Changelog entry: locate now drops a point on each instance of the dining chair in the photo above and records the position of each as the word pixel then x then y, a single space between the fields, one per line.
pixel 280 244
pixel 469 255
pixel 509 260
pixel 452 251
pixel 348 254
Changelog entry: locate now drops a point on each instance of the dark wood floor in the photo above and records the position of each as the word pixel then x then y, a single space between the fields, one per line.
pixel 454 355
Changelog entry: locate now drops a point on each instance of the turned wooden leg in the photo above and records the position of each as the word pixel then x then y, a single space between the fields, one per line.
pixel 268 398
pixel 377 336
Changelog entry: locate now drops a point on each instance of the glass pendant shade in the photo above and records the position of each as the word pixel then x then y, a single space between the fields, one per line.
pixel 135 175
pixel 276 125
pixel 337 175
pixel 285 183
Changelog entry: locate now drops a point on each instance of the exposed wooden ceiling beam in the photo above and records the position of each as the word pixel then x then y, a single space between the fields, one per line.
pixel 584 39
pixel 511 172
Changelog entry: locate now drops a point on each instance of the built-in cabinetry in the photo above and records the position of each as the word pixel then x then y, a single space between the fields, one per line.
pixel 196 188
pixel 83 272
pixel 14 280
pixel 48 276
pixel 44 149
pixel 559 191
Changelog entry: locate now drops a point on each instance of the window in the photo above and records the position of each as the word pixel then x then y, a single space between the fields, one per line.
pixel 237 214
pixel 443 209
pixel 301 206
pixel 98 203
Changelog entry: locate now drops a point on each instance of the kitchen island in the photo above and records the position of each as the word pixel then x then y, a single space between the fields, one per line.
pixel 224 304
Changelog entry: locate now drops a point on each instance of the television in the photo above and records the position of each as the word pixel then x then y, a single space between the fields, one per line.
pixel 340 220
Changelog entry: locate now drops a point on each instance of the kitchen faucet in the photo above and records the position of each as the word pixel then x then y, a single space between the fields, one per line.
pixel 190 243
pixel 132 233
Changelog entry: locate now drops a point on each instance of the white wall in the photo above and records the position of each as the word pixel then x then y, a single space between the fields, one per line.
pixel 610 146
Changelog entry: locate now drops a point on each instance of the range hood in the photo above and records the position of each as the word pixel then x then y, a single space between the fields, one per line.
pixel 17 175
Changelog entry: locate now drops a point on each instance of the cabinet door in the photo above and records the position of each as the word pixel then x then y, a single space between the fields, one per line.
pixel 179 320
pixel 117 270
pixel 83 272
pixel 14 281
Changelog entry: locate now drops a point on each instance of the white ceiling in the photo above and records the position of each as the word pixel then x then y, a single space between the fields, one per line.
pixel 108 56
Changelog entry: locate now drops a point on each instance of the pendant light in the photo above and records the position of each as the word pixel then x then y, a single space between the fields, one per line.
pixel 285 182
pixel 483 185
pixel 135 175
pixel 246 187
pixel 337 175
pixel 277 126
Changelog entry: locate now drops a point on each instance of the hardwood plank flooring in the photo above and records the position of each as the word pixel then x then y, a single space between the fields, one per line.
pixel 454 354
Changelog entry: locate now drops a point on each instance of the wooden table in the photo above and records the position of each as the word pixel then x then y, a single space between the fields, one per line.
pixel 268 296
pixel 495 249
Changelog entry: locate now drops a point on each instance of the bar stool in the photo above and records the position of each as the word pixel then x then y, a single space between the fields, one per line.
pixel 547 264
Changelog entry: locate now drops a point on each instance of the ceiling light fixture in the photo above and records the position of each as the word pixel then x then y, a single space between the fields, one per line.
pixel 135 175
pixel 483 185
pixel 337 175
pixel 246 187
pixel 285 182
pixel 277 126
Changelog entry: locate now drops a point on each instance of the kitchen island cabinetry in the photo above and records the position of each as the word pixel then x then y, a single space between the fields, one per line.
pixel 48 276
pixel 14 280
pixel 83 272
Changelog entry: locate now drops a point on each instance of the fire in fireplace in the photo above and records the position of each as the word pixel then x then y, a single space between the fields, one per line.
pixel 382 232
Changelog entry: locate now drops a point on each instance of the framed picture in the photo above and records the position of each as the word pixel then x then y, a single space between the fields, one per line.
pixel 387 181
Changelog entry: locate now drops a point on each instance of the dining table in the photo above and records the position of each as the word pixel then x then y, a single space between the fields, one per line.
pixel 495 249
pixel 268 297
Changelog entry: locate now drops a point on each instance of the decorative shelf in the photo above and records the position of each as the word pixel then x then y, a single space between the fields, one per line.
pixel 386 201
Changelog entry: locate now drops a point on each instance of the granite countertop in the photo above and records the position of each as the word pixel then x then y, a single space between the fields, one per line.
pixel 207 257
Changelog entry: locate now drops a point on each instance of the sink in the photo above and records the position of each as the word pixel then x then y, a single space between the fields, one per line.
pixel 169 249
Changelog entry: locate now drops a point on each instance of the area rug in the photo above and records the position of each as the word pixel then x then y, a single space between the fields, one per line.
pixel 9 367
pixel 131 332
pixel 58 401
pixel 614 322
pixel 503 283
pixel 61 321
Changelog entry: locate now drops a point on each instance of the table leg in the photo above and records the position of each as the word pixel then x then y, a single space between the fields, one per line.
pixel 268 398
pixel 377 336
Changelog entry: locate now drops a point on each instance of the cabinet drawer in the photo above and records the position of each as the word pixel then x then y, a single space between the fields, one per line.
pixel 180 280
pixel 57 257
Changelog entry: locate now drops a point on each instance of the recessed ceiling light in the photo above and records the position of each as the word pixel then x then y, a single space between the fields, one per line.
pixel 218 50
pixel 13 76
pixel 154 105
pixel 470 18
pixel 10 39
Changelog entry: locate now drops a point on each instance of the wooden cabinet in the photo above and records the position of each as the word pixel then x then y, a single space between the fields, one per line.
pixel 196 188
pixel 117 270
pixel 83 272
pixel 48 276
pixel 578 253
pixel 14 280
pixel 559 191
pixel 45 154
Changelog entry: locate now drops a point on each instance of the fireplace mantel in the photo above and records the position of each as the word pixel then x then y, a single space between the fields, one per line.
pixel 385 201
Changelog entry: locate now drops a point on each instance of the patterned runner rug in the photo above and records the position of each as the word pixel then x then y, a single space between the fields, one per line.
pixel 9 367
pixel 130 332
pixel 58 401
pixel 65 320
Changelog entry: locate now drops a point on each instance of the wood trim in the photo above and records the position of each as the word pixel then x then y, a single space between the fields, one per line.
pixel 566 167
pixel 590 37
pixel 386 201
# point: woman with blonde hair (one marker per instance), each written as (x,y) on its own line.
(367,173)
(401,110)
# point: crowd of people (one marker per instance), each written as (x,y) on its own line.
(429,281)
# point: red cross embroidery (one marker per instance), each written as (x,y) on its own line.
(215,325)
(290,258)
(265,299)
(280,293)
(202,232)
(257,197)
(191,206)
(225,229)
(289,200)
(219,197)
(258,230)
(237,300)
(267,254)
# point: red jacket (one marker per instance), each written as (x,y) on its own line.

• WRITTEN TASK
Please swap "drops a point" for "places a marker" in the data, starting at the line that contains "of the decorative" and ending after the line that contains "pixel 45 154". Return only those lines, with nothing else changed.

• TASK ANSWER
Changelog entry: locate now places a marker on each instance of the decorative shelf in the photo above and records the position of each as the word pixel then x then y, a single space between the fields, one per line.
pixel 386 201
Changelog entry: locate now places a marker on each instance of the granite countertop in the photo above and records the position of each as the word pixel then x then y, a single space between the fields, one per line.
pixel 207 257
Changelog entry: locate now places a marker on each instance of the sink in the photo above and records the position of each as the word pixel then x then y, a single space between the fields, one per line.
pixel 169 249
Changelog entry: locate now places a marker on each instance of the area rug in the photo above and records the position of each as the word pixel then x then y, a single space between the fields, one per line.
pixel 9 367
pixel 131 332
pixel 58 401
pixel 614 322
pixel 503 283
pixel 61 321
Changelog entry: locate now places a marker on each instance of the table leg in the photo above and records the position of each as the word pixel then x then y, a single space between the fields, one per line.
pixel 268 398
pixel 377 336
Changelog entry: locate now places a marker on each instance of the cabinet drawer in the photo above and records the position of each as the word pixel then x then y, a single space between the fields, one per line.
pixel 180 280
pixel 57 257
Changelog entry: locate now places a marker on each instance of the recessed ceiling light in the photo above and records the position of each as the word pixel then x then y, a single space between the fields, one per line.
pixel 218 50
pixel 13 76
pixel 154 105
pixel 470 18
pixel 10 39
Changelog entry: locate now places a marker on each instance of the wooden cabinet in the photo above and records the position of each as the word pixel then x then y, a single space between the fields, one per line.
pixel 196 188
pixel 117 270
pixel 83 272
pixel 48 276
pixel 578 253
pixel 14 280
pixel 559 191
pixel 45 154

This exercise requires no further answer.